* [DATASET]
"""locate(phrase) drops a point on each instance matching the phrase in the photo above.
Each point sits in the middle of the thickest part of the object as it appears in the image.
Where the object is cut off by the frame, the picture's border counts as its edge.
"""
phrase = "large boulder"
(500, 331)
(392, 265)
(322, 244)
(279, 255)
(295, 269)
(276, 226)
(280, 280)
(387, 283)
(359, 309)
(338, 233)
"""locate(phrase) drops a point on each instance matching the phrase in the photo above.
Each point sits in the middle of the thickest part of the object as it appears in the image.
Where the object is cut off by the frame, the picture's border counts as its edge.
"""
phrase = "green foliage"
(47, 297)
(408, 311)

* [JOB] Write out all the items above again, switching "thickest" to "widest" and keeping everything else the same.

* [COMPLETED TASK]
"""locate(phrase) drops a point on each instance matching the phrase in the photo above.
Each point sits in the middle of the widest part of the object as it appears in the image.
Where the object is cut off by the frame, the picture's border counts as its edge.
"""
phrase = "large boulder"
(500, 331)
(392, 265)
(322, 244)
(279, 255)
(295, 269)
(276, 226)
(280, 280)
(387, 283)
(359, 309)
(338, 233)
"""locate(phrase) drops a point on each instance matching the phrase in the photo above.
Each point sits in the middle of the widest part of the object as it appears in the image.
Where the object is cut off by the frame, the picture's border counts as its edge.
"""
phrase = "green foliage"
(47, 297)
(408, 311)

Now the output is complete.